**Consigne**
Reprenez, s'il vous plaît, l'entretien avec Manuele Bertoli et Barbara Müller sur leur parcours politique et poursuivez-le après sa dernière phrase.

**Texte de l'exercice**

Portrait de Manuele Bertoli devant un bâtiment, sa canne blanche à la main.Entretien de Nina Hug, responsable tactuel édition allemande, avec le conseiller d’Etat tessinois Manuele Bertoli et Barbara Müller, députée socialiste thurgovienne, à propos de leur carrière politique, de l’intégration des personnes handicapées et de leur rôle en tant que personnalités exemplaires.

Nina Hug : Manuele Bertoli et Barbara Müller, vous vous êtes tous deux dirigés très tôt vers la politique. Qu’est-ce qui vous y a incités ?

Manuele Bertoli : La politique, on l’a dans le sang ou pas. A 14 ans, je suivais déjà les débats politiques à la télévision. Cela m’intéressait. Les discussions m’interpelaient. Il faut dire qu’à l’époque, certains sujets étaient très controversés, comme par exemple le désarmement nucléaire ou le service civil.  

Barbara Müller : Pour ma part, j’ai grandi dans une famille très politisée. Mon grand-père et mon père étaient tous deux très engagés dans le travail syndical et au sein du parti socialiste, si bien qu’à la maison, l’on discutait souvent politique. A 30 ans, j’ai moi-même adhéré au parti socialiste. Le parti étant faiblement représenté en Thurgovie, je n’ai pas tardé à m’engager au niveau communal, puis au Grand Conseil.

Nina Hug : M. Bertoli, vous venez tout juste d’être réélu Conseiller d’Etat. Avez-vous particulièrement veillé à mener une campagne sans barrières ?

Manuele Bertoli : Non, car je pense qu’aujourd’hui, les moyens à notre disposition sont suffisamment bons. Certes, on peut toujours chercher à faire mieux, mais lorsque je songe au kiosque électronique proposé par la FSA, ou à l’accessibilité de l’information sur internet, je trouve que les choses ont bien évolué par rapport à la situation d’il y a encore quelques années. Jusqu’à présent, j’ai personnellement toujours trouvé les informations que je recherchais. A mon avis, l’accessibilité de l’information en matière d’élections est un problème aujourd’hui révolu. Toutefois, je dois tout de même concéder que les personnes qui ne sont pas très versées dans les nouveaux médias électroniques – personnes devenues aveugles avec l’âge et n’ayant jamais utilisé d’ordinateur avec une synthèse vocale telle que Voice Over par exemple – ont davantage de difficultés à accéder à l’information.

Nina Hug : Mme Müller, partagez-vous ce point de vue ?

**Matériel fourni**

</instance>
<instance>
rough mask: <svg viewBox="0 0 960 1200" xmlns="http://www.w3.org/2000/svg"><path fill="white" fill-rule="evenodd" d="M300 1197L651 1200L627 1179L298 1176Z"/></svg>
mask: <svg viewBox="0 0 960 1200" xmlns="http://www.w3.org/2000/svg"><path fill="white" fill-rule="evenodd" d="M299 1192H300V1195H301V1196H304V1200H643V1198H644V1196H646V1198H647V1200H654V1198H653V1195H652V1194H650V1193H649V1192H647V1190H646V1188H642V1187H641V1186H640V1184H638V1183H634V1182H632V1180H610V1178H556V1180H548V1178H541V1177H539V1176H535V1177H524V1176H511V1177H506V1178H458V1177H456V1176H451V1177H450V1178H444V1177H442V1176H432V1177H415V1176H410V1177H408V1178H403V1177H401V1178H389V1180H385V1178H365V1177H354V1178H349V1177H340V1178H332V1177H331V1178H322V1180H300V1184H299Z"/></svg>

**Résultat**
Portrait de Barbara Müller Barbara Müller : A mon avis, pour une personne handicapée de la vue, s’informer requiert plus de temps que pour un voyant. Les sites internet ne sont de loin pas tous sans barrières, si bien que la navigation prend beaucoup de temps. Pour ma part, je demande souvent à mon partenaire de me lire des informations ou de m’expliquer des graphiques.

Nina Hug : M. Bertoli, j’ai constaté que lors de votre campagne, vous avez fréquemment recouru à des vidéos. Que signifie pour vous ce canal visuel, puisque vous-même vous ne voyez pas l’information véhiculée ?

Manuele Bertoli : Je pense qu’aujourd’hui, les vidéos constituent un bon moyen de communication. Par contre, je ne suis à même de l’utiliser que grâce à mes collaborateurs, qui s’en chargent pour moi. L’un d’eux s’occupe également d’établir mon profil sur Facebook, Instagram et tous les médias sociaux. Je donne le feu vert pour les contenus et les textes mis en ligne, mais je ne les réalise pas moi-même. Si j’étais un simple parlementaire, sans collaborateur à ma disposition, je ne pourrais pas effectuer un travail aussi professionnel.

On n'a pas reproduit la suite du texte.